Request -> Copy the listing below word for word, omitting the pictures.

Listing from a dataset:
◇ ◇ ◇ ◇ ◇

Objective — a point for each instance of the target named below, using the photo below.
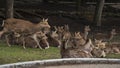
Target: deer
(70, 50)
(86, 32)
(31, 40)
(22, 27)
(53, 39)
(105, 37)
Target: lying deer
(31, 40)
(19, 26)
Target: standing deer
(105, 37)
(86, 32)
(23, 27)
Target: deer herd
(71, 44)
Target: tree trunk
(78, 3)
(9, 8)
(98, 12)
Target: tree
(9, 8)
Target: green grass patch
(16, 53)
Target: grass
(18, 54)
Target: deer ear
(43, 19)
(46, 20)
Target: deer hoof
(46, 47)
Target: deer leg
(47, 44)
(23, 42)
(7, 40)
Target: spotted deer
(23, 27)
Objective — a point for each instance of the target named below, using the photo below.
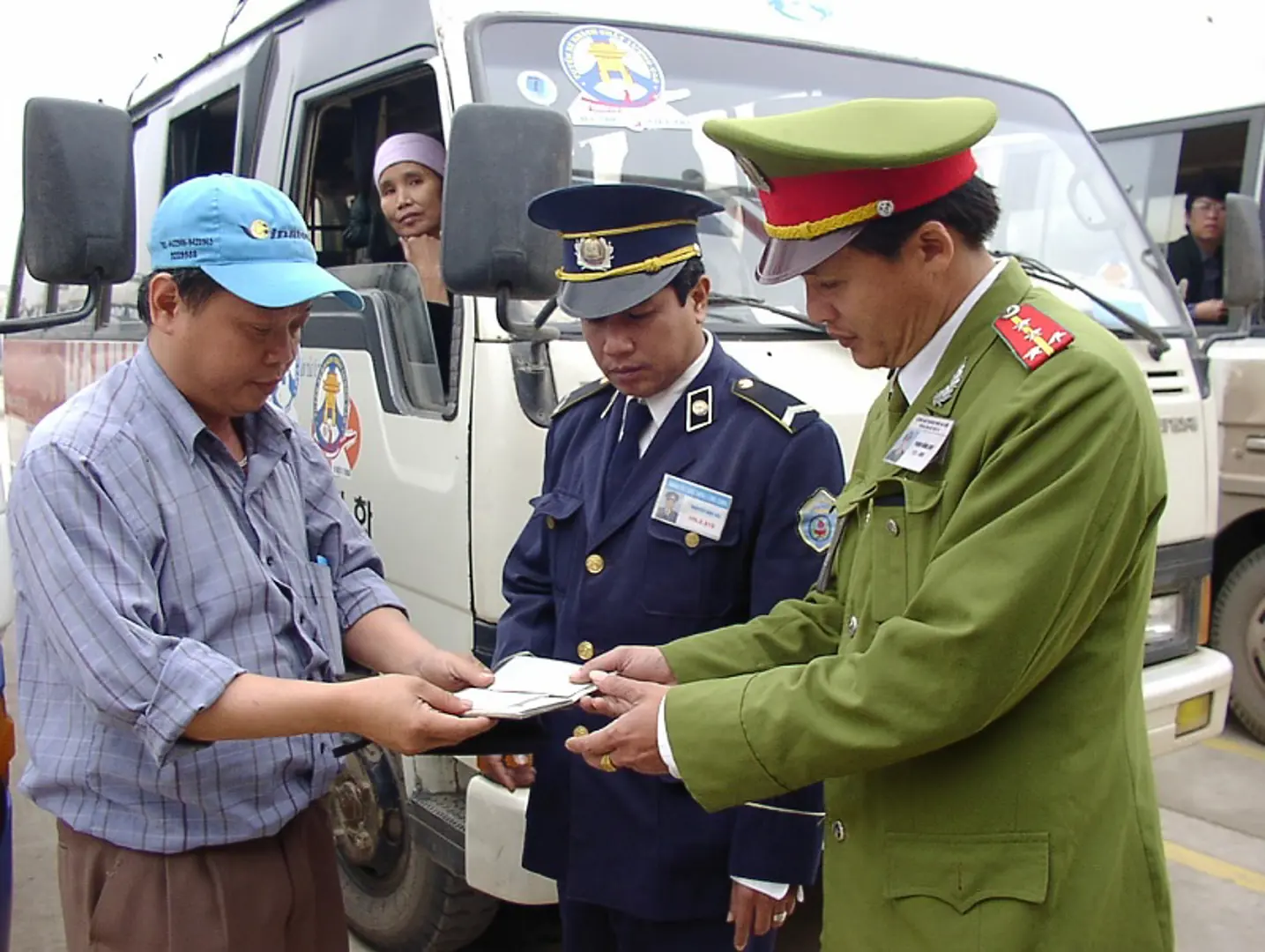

◇ ◇ ◇ ◇ ◇

Solution ->
Objective — a point for each instance of the target named below, using the photo below.
Target: deer
(70, 50)
(86, 32)
(31, 40)
(22, 27)
(53, 39)
(105, 37)
Target: lying deer
(31, 40)
(19, 26)
Target: standing deer
(105, 37)
(86, 32)
(23, 27)
Target: deer herd
(71, 44)
Target: tree trunk
(78, 3)
(9, 8)
(98, 12)
Target: tree
(9, 8)
Target: green grass patch
(16, 53)
Target: grass
(18, 54)
Target: deer ear
(43, 19)
(46, 20)
Target: deer hoof
(46, 47)
Target: deer leg
(47, 44)
(23, 42)
(7, 40)
Target: spotted deer
(23, 27)
Objective — a point for each instance of the target named below, using the photo below.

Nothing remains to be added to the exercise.